> _Consigne donnée_: Recopiez à l'identique toutes les entrées ci-dessous, sans reprendre les images, s'il vous plaît.

[Extraits d'un jeu de données de pointage]
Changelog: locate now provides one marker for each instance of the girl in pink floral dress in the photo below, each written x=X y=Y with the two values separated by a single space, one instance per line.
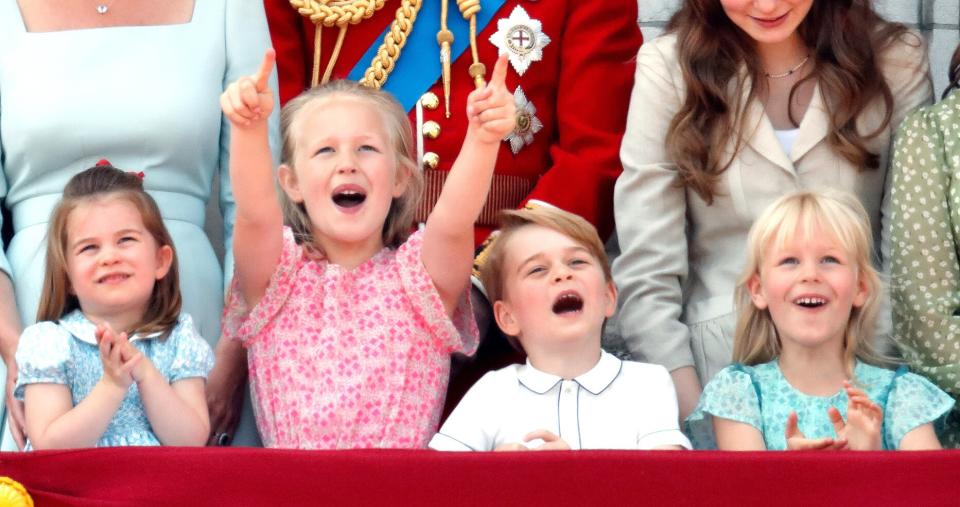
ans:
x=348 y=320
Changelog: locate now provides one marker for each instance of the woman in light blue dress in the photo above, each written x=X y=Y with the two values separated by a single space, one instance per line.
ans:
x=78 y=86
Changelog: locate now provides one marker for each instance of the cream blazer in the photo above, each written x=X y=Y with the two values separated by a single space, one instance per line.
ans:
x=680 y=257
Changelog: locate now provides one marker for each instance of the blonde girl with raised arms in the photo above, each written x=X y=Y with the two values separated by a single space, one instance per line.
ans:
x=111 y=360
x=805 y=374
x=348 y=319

> _Réponse complète_:
Changelog: locate now provides one marker for each instance of the girl in pink floral dress in the photo below, each written x=X y=Y with the two values separated by a single space, one instance per line.
ans:
x=348 y=320
Changelog: locate now provides one marker for each instance of the woman in light blue dress in the photo above, each written x=X y=Y with the two values separated by a single space, one instance per line.
ans:
x=78 y=86
Changelog: locate now provides one marker for each instance of the cream blazer in the photo above, each written x=X y=Y with the two values separated by a single space, one instance per line.
ans:
x=680 y=257
Changelog: locate now provides one marker for each instance of the blonde girl with raised arms in the photo above, each written x=X y=Y with the two values separated by a single space, one instance per line.
ans:
x=111 y=360
x=805 y=374
x=348 y=319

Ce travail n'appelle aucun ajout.